**Task statement**
Edit the entries below, replacing every occurrence of "in this unit" with "in this section" and leaving everything else unchanged. Omit the pictures from your answer.
===== Records for processing
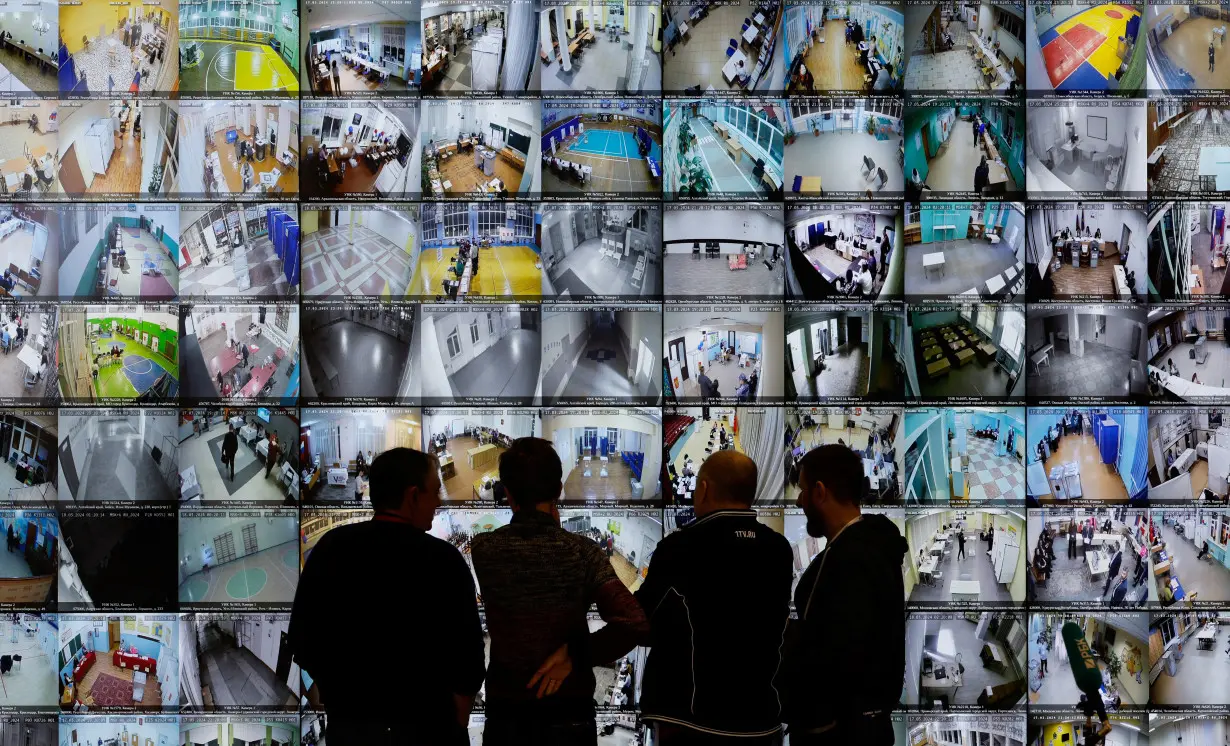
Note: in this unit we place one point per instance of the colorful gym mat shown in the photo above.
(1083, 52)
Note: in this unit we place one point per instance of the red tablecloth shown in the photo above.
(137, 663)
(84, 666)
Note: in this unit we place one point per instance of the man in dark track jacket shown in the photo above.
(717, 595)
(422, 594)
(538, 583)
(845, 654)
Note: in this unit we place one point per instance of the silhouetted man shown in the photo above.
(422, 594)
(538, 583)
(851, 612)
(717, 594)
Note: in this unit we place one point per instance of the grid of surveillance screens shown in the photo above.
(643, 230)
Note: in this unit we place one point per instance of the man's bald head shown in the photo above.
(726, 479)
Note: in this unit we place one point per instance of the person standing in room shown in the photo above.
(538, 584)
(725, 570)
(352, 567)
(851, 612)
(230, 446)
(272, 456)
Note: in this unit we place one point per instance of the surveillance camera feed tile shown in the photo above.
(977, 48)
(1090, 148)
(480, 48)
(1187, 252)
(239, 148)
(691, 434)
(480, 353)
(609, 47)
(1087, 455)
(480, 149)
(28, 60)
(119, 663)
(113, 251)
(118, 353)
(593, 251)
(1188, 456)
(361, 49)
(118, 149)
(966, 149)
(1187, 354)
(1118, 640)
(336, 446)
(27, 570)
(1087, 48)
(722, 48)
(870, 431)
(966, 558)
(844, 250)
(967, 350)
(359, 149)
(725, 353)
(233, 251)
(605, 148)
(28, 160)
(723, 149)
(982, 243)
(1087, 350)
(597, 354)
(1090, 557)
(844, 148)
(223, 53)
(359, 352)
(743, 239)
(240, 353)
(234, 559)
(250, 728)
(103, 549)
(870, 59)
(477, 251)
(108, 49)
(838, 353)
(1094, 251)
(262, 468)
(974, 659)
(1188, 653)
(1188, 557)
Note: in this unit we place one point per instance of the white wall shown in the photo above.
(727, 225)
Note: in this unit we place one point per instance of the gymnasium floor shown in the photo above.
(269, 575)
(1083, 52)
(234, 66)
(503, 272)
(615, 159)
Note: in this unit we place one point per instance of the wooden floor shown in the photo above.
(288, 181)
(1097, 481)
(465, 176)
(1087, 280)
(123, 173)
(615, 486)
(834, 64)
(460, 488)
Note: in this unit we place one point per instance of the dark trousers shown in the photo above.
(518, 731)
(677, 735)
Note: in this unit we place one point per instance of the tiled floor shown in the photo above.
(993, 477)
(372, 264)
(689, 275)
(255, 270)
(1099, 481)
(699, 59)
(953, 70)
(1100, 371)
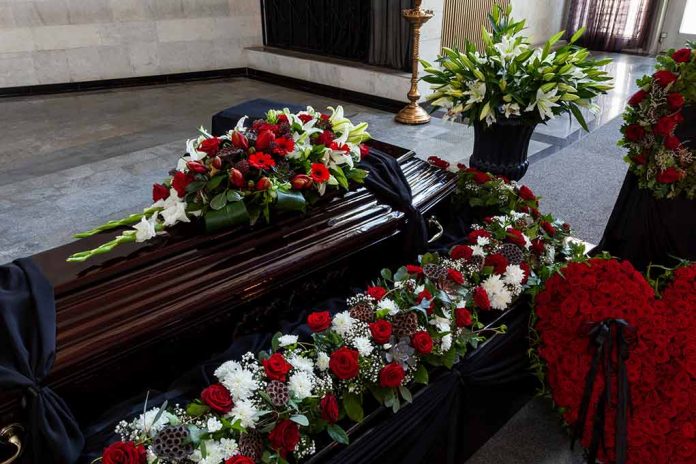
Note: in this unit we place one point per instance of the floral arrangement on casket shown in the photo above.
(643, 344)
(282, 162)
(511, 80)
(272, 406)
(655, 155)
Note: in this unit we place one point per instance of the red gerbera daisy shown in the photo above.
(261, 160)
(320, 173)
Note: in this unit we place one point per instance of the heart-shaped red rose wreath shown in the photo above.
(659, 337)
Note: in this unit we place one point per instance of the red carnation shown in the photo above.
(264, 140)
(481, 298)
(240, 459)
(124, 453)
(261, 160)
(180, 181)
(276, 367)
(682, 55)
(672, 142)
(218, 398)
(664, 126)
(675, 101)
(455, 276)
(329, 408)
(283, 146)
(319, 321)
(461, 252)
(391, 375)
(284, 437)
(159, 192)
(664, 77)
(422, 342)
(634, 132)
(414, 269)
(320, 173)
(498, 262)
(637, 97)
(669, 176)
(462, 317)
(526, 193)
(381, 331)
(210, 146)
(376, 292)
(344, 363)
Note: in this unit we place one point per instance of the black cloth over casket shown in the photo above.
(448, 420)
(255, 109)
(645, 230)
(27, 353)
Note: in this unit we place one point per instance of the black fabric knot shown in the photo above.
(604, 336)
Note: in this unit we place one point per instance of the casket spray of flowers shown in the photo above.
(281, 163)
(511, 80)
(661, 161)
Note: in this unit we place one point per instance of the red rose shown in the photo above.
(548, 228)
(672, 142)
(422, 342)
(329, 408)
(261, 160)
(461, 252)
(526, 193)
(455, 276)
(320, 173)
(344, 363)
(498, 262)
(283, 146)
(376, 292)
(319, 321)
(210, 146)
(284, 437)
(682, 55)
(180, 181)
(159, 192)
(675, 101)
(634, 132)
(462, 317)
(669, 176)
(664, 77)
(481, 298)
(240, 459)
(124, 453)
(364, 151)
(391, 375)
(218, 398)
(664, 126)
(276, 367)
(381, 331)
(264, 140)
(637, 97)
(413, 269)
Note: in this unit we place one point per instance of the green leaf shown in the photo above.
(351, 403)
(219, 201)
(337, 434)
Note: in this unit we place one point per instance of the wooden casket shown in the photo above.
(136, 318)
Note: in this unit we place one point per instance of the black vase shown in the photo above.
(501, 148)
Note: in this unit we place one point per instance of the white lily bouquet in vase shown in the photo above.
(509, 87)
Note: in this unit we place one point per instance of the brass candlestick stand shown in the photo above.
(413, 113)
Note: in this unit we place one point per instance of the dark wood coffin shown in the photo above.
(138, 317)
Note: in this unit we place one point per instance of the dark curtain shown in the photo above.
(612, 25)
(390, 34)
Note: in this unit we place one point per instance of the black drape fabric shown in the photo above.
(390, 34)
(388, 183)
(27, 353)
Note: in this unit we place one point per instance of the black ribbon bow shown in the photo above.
==========
**Answer for the task**
Note: in this section we place one point per instance of the colorful gym mat shown in the photo above.
(1083, 52)
Note: in this section we place one point per instance of the red tablecloth shown in the photo above.
(137, 663)
(84, 666)
Note: in this section we place one point per instance of the man in dark track jacket shown in the photo above.
(717, 595)
(422, 594)
(538, 583)
(845, 654)
Note: in this section we place one point per instance of the silhouetted man shown in the photo above.
(422, 594)
(538, 583)
(851, 612)
(717, 594)
Note: in this section we place one point per instance of the grid of surveillance screens shown in the photo above.
(643, 230)
Note: in this section we place one point per instance of the man's bald head shown in the photo above.
(726, 479)
Note: in this section we place one point per instance of the person standing in room shown in the photo above.
(538, 584)
(725, 570)
(352, 567)
(851, 612)
(230, 446)
(272, 456)
Note: in this section we place one point per instance of the surveillance camera feed tile shown in the photo above.
(977, 48)
(1090, 148)
(480, 48)
(1187, 252)
(239, 148)
(691, 434)
(480, 353)
(609, 47)
(1087, 455)
(480, 149)
(28, 60)
(119, 663)
(113, 251)
(118, 353)
(593, 251)
(1188, 456)
(361, 49)
(118, 149)
(966, 149)
(1187, 354)
(1118, 640)
(336, 446)
(27, 570)
(1087, 48)
(722, 48)
(870, 431)
(966, 558)
(844, 250)
(967, 350)
(359, 149)
(725, 353)
(233, 251)
(605, 148)
(28, 160)
(723, 149)
(982, 243)
(1087, 350)
(597, 354)
(1090, 557)
(844, 148)
(223, 53)
(359, 352)
(743, 239)
(240, 353)
(234, 559)
(250, 728)
(103, 549)
(870, 59)
(477, 251)
(108, 49)
(838, 353)
(1094, 251)
(262, 468)
(974, 659)
(1188, 653)
(1188, 557)
Note: in this section we place one point per instance of the white wall shown in the photo above.
(727, 225)
Note: in this section we place one point per instance of the gymnasium floor shown in the photo above.
(269, 575)
(1083, 52)
(234, 66)
(503, 272)
(615, 159)
Note: in this section we place one point per instance of the wooden floor shown in the photo above.
(288, 181)
(1097, 481)
(465, 176)
(1087, 280)
(123, 173)
(615, 486)
(834, 64)
(460, 488)
Note: in this section we place one point per instance of the dark trousers shown in the photo above.
(518, 731)
(677, 735)
Note: in this section we place one point per instance of the tiled floor shown in the photo above.
(993, 477)
(372, 264)
(689, 275)
(255, 270)
(1099, 481)
(699, 59)
(953, 70)
(1100, 371)
Note: in this section we place one point per instance of the floral arrangement on casket shown in the photo above.
(643, 344)
(282, 162)
(511, 80)
(272, 406)
(655, 155)
Note: in this section we place one point per instance of the red gerbera daisy shown in the photo above.
(261, 160)
(320, 173)
Note: in this section we place one point per instance of the heart-shaped red rose wreath shown in the photo above.
(659, 337)
Note: in this section we place one point per instance of the red carnation shown in the photo above.
(264, 140)
(481, 298)
(240, 459)
(124, 453)
(261, 160)
(180, 181)
(276, 367)
(682, 55)
(672, 142)
(218, 398)
(664, 126)
(675, 101)
(455, 276)
(329, 408)
(283, 146)
(319, 321)
(461, 252)
(391, 375)
(284, 437)
(159, 192)
(664, 77)
(422, 342)
(634, 132)
(414, 269)
(320, 173)
(498, 262)
(637, 97)
(669, 176)
(462, 317)
(526, 193)
(381, 331)
(210, 146)
(376, 292)
(344, 363)
Note: in this section we place one point per instance of the black cloth over casket shown in the photo above.
(448, 420)
(255, 109)
(645, 230)
(27, 353)
Note: in this section we place one point per instance of the black fabric knot shown in the photo above.
(604, 336)
Note: in this section we place one point per instance of the casket spray of flowers shown in the photo above.
(281, 163)
(511, 80)
(661, 161)
Note: in this section we place one point per instance of the red rose shown in the photo above.
(548, 228)
(672, 142)
(422, 342)
(329, 408)
(261, 160)
(461, 252)
(526, 193)
(455, 276)
(320, 173)
(344, 363)
(498, 262)
(283, 146)
(376, 292)
(319, 321)
(210, 146)
(284, 437)
(682, 55)
(180, 181)
(159, 192)
(675, 101)
(634, 132)
(462, 317)
(669, 176)
(664, 77)
(481, 298)
(240, 459)
(124, 453)
(364, 151)
(391, 375)
(218, 398)
(664, 126)
(276, 367)
(381, 331)
(264, 140)
(637, 97)
(413, 269)
Note: in this section we place one point per instance of the green leaf shown in the photo above.
(351, 403)
(219, 201)
(337, 434)
Note: in this section we place one point per instance of the wooden casket shown in the photo above.
(136, 318)
Note: in this section we place one point per instance of the black vase shown in the photo above.
(501, 148)
Note: in this section we place one point per instance of the white lily bouquet in vase shown in the photo above.
(509, 87)
Note: in this section we place one point per instance of the brass candlestick stand shown in the photo above.
(413, 113)
Note: in this section we place one point per instance of the dark wood coffin shown in the photo above.
(138, 317)
Note: in this section we place one point per instance of the dark curtain shown in the photo above.
(612, 25)
(390, 34)
Note: in this section we place one point per instance of the black drape fabric shown in the photo above.
(390, 34)
(388, 183)
(27, 353)
Note: in this section we place one point per instance of the black ribbon bow shown in the photo above.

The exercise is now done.